==== Available records ====

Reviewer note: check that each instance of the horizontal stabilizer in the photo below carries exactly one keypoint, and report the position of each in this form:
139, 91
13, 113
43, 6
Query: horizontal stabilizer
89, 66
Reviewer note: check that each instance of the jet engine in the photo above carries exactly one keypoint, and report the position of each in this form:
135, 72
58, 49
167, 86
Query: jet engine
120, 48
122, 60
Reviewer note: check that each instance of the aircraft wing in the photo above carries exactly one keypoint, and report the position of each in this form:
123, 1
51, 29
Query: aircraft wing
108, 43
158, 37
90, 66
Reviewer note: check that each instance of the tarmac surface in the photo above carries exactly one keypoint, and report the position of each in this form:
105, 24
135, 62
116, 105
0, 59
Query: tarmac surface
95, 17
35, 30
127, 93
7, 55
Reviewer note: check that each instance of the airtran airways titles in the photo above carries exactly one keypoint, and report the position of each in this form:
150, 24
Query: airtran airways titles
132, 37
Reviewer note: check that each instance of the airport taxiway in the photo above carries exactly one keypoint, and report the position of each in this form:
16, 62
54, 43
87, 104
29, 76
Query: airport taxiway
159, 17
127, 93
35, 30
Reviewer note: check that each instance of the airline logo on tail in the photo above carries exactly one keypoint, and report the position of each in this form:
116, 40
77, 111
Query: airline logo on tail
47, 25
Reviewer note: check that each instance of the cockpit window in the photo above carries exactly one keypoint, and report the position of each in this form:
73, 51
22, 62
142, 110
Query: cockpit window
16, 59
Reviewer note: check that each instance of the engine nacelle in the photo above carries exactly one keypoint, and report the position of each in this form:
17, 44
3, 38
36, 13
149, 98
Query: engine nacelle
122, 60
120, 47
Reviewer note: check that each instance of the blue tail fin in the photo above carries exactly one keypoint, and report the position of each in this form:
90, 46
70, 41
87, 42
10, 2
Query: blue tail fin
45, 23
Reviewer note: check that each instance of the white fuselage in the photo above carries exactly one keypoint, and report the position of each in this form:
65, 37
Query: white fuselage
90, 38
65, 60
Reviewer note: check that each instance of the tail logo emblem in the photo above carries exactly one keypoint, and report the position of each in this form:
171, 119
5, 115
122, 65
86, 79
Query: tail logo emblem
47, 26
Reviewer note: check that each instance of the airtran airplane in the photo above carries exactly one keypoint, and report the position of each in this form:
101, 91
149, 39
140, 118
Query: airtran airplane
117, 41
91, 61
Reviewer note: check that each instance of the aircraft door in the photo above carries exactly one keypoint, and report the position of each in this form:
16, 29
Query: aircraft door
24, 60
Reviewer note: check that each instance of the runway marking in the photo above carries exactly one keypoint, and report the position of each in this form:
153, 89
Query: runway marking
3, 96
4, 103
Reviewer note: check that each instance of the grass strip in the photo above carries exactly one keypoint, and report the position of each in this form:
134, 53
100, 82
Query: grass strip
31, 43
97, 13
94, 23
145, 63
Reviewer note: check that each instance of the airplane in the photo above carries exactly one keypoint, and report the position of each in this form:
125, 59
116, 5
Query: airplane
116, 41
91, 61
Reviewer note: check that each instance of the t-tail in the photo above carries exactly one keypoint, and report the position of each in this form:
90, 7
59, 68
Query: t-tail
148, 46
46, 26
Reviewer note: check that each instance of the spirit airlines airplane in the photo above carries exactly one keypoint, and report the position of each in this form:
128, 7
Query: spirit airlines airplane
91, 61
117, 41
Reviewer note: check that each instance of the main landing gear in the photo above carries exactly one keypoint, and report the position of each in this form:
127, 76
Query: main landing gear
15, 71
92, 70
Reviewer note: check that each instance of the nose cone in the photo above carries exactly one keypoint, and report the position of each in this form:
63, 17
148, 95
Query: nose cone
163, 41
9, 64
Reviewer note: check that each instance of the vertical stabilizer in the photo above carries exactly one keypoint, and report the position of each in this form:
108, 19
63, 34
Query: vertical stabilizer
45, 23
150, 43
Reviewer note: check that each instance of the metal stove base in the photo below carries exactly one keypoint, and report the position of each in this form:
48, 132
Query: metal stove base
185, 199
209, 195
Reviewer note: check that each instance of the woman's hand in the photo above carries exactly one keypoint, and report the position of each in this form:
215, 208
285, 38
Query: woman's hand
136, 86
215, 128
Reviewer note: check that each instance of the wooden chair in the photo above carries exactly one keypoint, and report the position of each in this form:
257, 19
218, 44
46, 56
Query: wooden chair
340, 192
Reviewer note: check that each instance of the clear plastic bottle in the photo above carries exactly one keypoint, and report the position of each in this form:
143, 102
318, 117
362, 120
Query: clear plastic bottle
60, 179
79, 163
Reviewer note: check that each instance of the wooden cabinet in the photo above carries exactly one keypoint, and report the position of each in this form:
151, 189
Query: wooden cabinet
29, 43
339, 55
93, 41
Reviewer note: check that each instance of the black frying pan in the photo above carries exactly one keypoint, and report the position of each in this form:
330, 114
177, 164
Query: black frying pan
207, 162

====

Instruction » Please rewrite the listing above, changing each "Reviewer note" to "Labeler note" and leaving everything else as it is.

Output for this exercise »
Labeler note: check that each instance of the horizontal stabilizer in the photo below carries exactly one keypoint, and report the position of each in this form:
139, 91
13, 113
43, 6
Query: horizontal stabilizer
89, 66
Labeler note: check that each instance of the jet engine in the photo above carries exactly one keypoint, and report the position of each in this form:
135, 72
58, 49
167, 86
Query: jet engine
120, 48
122, 60
Labeler note: check that each instance of the aircraft wing in the photo above carries exactly one keypoint, and report the position of each in this form:
123, 1
51, 29
Query: aircraft wing
108, 43
158, 37
90, 66
Labeler note: check that each instance of the tarmac surface in the photo above carries exactly one keypoint, and report the position of each in this form:
105, 24
135, 62
116, 105
0, 59
Query: tarmac surface
95, 17
35, 30
127, 93
7, 55
Labeler note: check that each instance of the airtran airways titles in the photo above carries exactly one keypoint, and report the position of each in this form:
150, 24
Query: airtran airways titles
132, 37
Labeler note: check that each instance of the airport taxiway in the photo above carries exactly one keypoint, and report the position of each in this form:
16, 62
54, 43
87, 104
29, 76
Query: airport taxiway
159, 17
127, 93
35, 30
Labeler note: check that each instance of the airline logo on tail in the photo above carries exactly one keypoint, and report the position of each in this form:
116, 40
77, 111
Query: airline logo on tail
47, 25
Labeler note: check that each instance of the cockpit window in the photo above carries exactly one keypoint, and report the position of each in this form:
73, 51
22, 62
142, 110
Query: cockpit window
16, 59
Labeler note: check that each instance of the engine nacelle in the photo above carries exactly one keypoint, and report the position of each in this form:
17, 44
3, 38
36, 13
149, 98
Query: engine nacelle
122, 60
120, 47
Labeler note: check that each instance of the blue tail fin in the photo above carries exactly one keypoint, and report the position of each in this form:
90, 46
70, 41
87, 42
10, 2
Query: blue tail fin
45, 23
Labeler note: check that each instance of the white fuselage in the photo above carries exactly one keypoint, and report the position of each in this form:
65, 37
Query: white fuselage
90, 38
65, 60
Labeler note: check that each instance of the tail logo emblem in the photo above carries exactly one keypoint, and report the position of each in this form:
171, 119
5, 115
122, 65
86, 79
Query: tail logo emblem
47, 26
Labeler note: check that each instance of the airtran airplane in the photo above carries exactly one keypoint, and report the position of each in this form:
101, 91
149, 39
140, 118
Query: airtran airplane
117, 41
91, 61
Labeler note: check that each instance of the aircraft door in the photo above carries exactly one keypoint, and report the position of each in this form:
16, 29
Query: aircraft door
24, 60
Labeler note: check that each instance of the runway marking in the photo above carries exactly one keypoint, and report the position of each in this form:
153, 89
Query: runway marking
3, 96
4, 103
Labeler note: check that each instance of the grass strip in the photo above carries exactly one keypoint, and report the position of each in this form:
134, 53
100, 82
Query: grass strip
31, 43
97, 13
94, 23
145, 63
Labeler note: check that each instance of the airplane in the photo above carries exactly one keypoint, and report the position of each in this form:
125, 59
116, 5
Query: airplane
116, 41
91, 61
Labeler note: check that each instance of the t-tail in the photo above carries exactly one keypoint, and report the position of each in this form:
90, 7
59, 68
Query: t-tail
148, 46
46, 26
Labeler note: check that each instance of the spirit airlines airplane in the photo above carries exactly one keypoint, and report the position of each in this form:
128, 7
Query: spirit airlines airplane
91, 61
117, 41
Labeler note: check that each instance of the main landing gear in the photo above carries exactly one keypoint, and report the position of each in this form:
127, 76
Query: main landing gear
15, 71
92, 70
Labeler note: check that each instance of the nose cone in the photo above carries exactly one keypoint, and report the position of each in this form:
63, 17
148, 95
Query: nose cone
163, 41
9, 64
Labeler note: check that each instance of the vertical stabilizer in the photo above carries exactly one keypoint, and report the position of each in this form:
108, 19
63, 34
Query: vertical stabilizer
45, 23
150, 43
Labeler note: check that each instance of the metal stove base in the photo below carries exactly one keypoint, and report the position of each in this form:
48, 132
Query: metal stove base
185, 199
209, 195
Labeler note: check that each instance of the woman's hand in the photo above carries exactly one keypoint, and report the position of each in this form:
215, 208
285, 38
Query: woman's hand
136, 86
215, 128
Labeler note: check that each instance of the wooden chair in the photo above carries exactly one keypoint, and report the position of each in this form:
257, 19
218, 44
46, 56
Query: wooden chair
340, 192
Labeler note: check that each instance of the clear plastic bottle in the photo above carries exactly one keypoint, and report the position of each in this form:
143, 102
318, 117
362, 120
Query: clear plastic bottle
60, 179
79, 163
Labeler note: check that each instance of the wooden cabinet in the photo above carries exactly one keypoint, and report the position of each in this form:
151, 189
Query: wooden cabinet
29, 43
339, 55
93, 41
Labeler note: check that each instance of the black frying pan in the photo above carries exactly one keypoint, and report the position of each in this form:
330, 114
177, 164
Query: black frying pan
207, 162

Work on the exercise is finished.